*Challenge*
Lay out all of the data below as a Markdown table with two columns, Row and Line: number each line in order and skip any blank lines. Leave the pictures out of your answer.

(Excerpts from point annotation data)
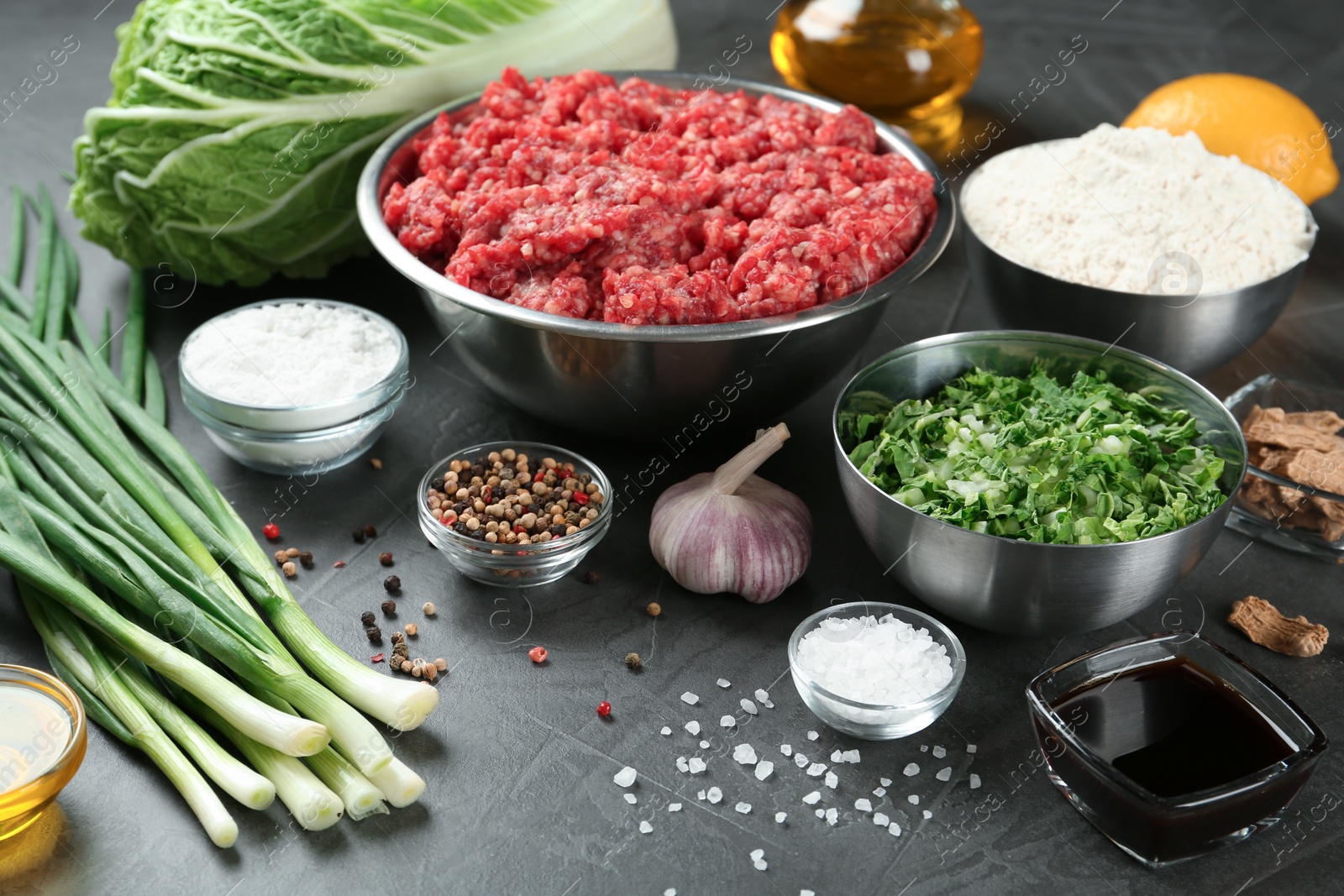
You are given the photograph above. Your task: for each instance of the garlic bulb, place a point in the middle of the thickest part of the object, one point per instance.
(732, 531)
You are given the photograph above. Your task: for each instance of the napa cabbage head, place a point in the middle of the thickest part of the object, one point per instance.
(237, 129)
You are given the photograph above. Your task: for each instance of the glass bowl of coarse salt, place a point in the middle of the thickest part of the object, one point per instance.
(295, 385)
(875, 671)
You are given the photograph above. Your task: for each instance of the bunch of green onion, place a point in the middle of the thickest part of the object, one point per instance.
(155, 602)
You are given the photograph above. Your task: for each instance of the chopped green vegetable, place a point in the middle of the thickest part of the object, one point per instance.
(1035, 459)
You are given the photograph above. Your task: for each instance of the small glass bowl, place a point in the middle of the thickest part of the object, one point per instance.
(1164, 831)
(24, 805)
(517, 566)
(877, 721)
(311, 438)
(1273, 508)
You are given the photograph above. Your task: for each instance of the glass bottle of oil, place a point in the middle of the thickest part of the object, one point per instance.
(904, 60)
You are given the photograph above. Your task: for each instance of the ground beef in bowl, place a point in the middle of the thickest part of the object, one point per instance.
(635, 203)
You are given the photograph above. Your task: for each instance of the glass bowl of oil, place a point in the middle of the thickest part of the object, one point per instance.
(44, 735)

*Task output*
| Row | Line |
|---|---|
| 1 | You are given the photograph above. Your task: for each instance of the garlic bulb, place a point in the middle of the thickest part of the object, one point per instance. |
| 2 | (732, 531) |
| 3 | You are given the photograph above. Your task: for each instance of the napa cabbage head, place a point in the middle of the thickest part of the object, one point per instance. |
| 4 | (237, 129) |
| 5 | You are given the photograph above. Your task: for each instance of the glass bowl of coarse salt, place a point in the middle of the thickest part of the object, one point per instance. |
| 6 | (295, 385) |
| 7 | (875, 671) |
| 8 | You are given the photograph above. Your task: for each instance of the bunch of green onion, place a point in the middle of the thickest part of the object, one point per instance. |
| 9 | (155, 602) |
| 10 | You are given the photograph above. Your task: for each instance of the chopped green vegetable, place a point in the middle of the thickest part of the object, one point per instance. |
| 11 | (1035, 459) |
| 12 | You are given the photograph above. Your task: for each instance of the small glass bowl, place a point in the middle of the thickest part of the object, one point per instance. |
| 13 | (1164, 831) |
| 14 | (24, 805) |
| 15 | (517, 566) |
| 16 | (877, 721) |
| 17 | (311, 438) |
| 18 | (1273, 508) |
| 19 | You are given the photograph above. Your task: for each instance of the glass bottle of oil, place a point in the middle of the thickest part of the object, one point per instance. |
| 20 | (904, 60) |
| 21 | You are given the photograph above. Your task: for each instance of the ground beef in bowl, place a point in the middle of the thickest part of the object, one point per instance. |
| 22 | (635, 203) |
| 23 | You are given the photograph above. Your task: for each instance of the glass bowl of oil, place a point in the middle of the thickest part of the object, one point per instance. |
| 24 | (44, 735) |